WHAT IS NEEDED: Reproduce every line of the records from the beginning through the line containing "405), (697, 419)]", including that line and all requests. Multiply each coordinate in the answers by 2.25, rounding to whole numbers with halves going up, and omit the pictures.

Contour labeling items
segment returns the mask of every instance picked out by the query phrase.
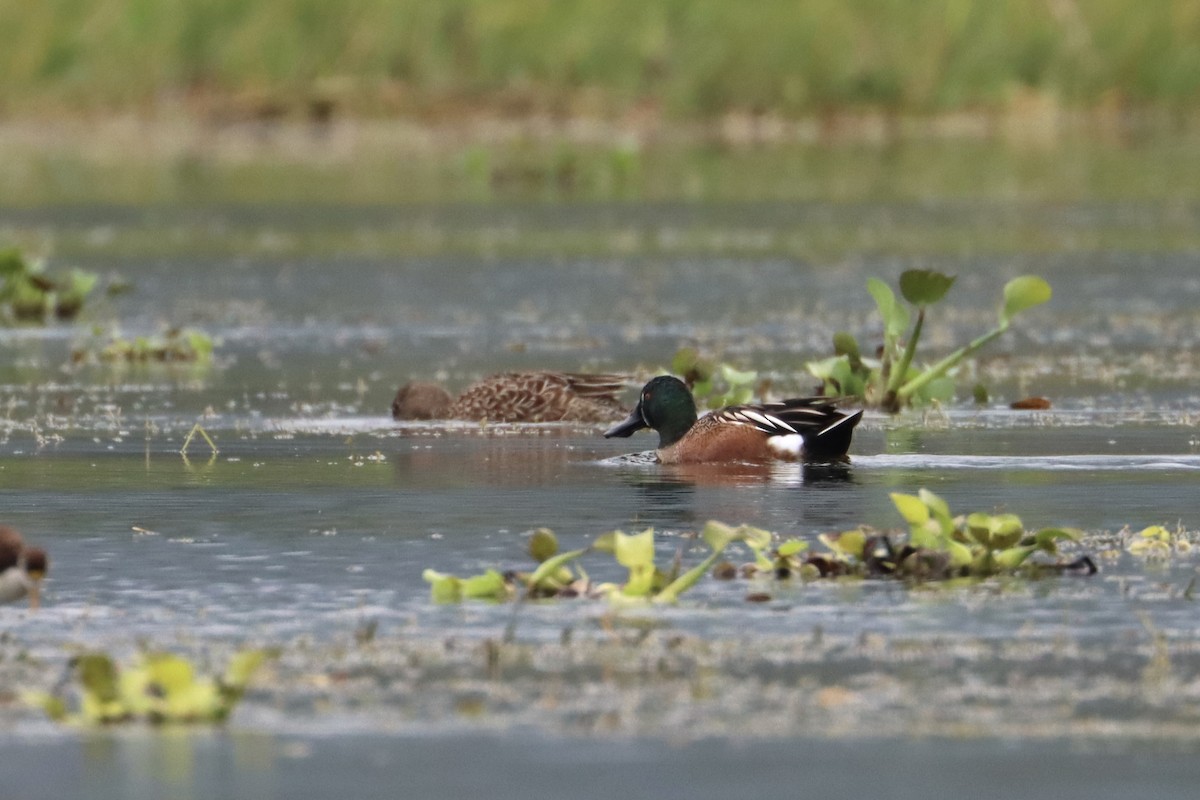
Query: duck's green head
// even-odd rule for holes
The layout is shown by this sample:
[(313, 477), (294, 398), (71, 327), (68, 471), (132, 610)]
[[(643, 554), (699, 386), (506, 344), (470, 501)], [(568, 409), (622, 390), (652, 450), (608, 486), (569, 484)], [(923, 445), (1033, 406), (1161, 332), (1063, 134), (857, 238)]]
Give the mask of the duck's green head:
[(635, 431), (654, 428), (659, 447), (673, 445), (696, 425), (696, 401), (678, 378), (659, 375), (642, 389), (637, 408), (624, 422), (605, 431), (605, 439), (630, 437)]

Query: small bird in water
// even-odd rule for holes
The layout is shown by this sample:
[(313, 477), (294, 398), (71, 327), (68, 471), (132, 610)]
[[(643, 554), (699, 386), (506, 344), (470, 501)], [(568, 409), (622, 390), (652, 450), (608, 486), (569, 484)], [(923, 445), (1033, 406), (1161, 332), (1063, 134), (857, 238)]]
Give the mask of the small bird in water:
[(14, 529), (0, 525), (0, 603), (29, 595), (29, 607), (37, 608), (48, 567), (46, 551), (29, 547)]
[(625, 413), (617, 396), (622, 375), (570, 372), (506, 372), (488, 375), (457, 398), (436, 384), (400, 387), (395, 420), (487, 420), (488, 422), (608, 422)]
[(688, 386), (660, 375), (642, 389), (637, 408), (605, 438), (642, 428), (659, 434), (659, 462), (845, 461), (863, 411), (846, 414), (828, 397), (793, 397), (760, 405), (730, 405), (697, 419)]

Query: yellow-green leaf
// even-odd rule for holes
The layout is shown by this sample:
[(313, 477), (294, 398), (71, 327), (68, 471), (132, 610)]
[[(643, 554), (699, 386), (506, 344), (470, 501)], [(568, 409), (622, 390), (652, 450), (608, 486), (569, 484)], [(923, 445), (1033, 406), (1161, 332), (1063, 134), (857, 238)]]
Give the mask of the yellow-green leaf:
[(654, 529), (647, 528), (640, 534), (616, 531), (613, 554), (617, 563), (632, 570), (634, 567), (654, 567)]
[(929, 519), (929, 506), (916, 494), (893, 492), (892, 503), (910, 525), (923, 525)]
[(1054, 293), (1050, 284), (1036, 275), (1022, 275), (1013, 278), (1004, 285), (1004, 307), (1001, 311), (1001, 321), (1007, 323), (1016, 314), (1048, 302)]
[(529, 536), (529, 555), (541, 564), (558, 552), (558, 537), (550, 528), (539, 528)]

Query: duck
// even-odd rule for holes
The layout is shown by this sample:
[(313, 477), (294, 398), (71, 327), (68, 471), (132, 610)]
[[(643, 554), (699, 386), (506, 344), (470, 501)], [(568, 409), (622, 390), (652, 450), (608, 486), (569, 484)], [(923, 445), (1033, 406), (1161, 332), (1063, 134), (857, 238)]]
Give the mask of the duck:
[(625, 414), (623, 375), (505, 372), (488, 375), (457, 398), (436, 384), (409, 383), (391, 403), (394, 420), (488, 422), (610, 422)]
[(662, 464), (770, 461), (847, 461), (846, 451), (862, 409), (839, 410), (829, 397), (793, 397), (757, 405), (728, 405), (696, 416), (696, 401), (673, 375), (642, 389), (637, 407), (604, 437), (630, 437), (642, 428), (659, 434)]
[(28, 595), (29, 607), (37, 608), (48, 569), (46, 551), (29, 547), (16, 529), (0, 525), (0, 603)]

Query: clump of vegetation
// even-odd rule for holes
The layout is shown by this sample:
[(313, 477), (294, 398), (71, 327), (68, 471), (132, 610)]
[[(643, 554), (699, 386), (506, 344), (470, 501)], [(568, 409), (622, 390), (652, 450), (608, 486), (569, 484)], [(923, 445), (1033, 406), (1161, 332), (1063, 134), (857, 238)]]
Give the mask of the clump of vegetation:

COMPLETE OUTPUT:
segment returns the mask of every instance picked out by the query phrase.
Query: duck's green head
// even-odd rule for holes
The layout is shown by this sample:
[(313, 477), (294, 398), (71, 327), (68, 471), (132, 610)]
[[(643, 554), (699, 386), (506, 344), (470, 501)], [(568, 409), (622, 390), (652, 450), (608, 486), (569, 484)], [(923, 445), (1033, 406), (1161, 332), (1063, 134), (857, 238)]]
Give the mask of the duck's green head:
[(1429, 970), (1472, 963), (1483, 1006), (1514, 1001), (1566, 956), (1566, 902), (1526, 851), (1483, 844), (1445, 875), (1433, 918), (1404, 950), (1361, 970), (1361, 988), (1418, 983)]

Query: small bird in water
// even-odd rule for holes
The layout is shown by this sample:
[(313, 477), (294, 398), (71, 327), (68, 471), (132, 610)]
[[(643, 554), (699, 386), (506, 344), (470, 501)], [(568, 409), (622, 390), (652, 450), (608, 486), (569, 484)], [(923, 445), (1033, 406), (1161, 332), (1063, 134), (857, 238)]]
Give the mask of the small bird in water:
[(32, 1190), (0, 1181), (0, 1357), (65, 1339), (65, 1366), (83, 1368), (108, 1276), (104, 1240), (65, 1231)]
[(1406, 929), (1388, 891), (1400, 844), (1283, 837), (1139, 837), (1098, 844), (1028, 896), (981, 864), (900, 871), (889, 945), (1096, 945), (1098, 950), (1368, 950)]
[(1548, 869), (1485, 844), (1445, 875), (1433, 918), (1361, 986), (1445, 963), (1483, 977), (1483, 1040), (1901, 1037), (1942, 925), (1904, 932), (1863, 893), (1784, 893), (1710, 911), (1643, 911), (1568, 943)]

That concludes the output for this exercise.